◆ Data for processing
——

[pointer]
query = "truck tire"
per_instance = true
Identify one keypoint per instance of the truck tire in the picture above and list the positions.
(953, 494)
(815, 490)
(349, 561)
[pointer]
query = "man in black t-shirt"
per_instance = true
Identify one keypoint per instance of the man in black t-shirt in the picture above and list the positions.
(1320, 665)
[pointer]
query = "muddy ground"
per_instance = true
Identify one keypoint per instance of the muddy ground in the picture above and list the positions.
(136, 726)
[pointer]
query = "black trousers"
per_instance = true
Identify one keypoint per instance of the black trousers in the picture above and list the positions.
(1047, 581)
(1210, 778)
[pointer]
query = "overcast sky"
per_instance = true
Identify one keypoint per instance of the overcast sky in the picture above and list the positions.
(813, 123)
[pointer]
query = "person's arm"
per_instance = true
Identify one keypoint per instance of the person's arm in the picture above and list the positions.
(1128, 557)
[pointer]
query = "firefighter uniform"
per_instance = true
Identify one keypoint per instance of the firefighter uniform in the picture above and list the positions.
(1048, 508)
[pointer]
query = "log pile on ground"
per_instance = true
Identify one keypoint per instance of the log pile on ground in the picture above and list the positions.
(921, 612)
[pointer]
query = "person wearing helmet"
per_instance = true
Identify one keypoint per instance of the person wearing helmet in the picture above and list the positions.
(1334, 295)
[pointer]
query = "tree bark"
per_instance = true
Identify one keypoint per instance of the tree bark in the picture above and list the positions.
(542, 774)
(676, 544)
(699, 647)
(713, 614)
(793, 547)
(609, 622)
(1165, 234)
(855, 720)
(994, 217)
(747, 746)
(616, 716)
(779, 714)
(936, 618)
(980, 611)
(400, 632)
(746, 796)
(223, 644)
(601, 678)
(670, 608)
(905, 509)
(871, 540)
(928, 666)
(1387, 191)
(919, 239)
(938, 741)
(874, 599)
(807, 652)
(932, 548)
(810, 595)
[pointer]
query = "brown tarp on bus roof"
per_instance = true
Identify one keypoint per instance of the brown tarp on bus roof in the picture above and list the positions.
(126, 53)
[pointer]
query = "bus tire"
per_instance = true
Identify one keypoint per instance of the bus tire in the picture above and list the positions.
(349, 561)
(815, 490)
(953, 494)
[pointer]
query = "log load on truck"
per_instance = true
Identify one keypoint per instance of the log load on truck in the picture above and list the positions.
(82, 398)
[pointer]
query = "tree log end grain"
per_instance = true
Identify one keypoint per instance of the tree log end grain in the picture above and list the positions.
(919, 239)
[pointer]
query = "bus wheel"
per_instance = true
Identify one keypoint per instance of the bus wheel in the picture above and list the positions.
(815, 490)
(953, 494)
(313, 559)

——

◆ Work to be completed
How many lines of the data above contain the string "tarp", with uppercase and lowercase treated as different? Reply with the number alone.

◆ The answer
2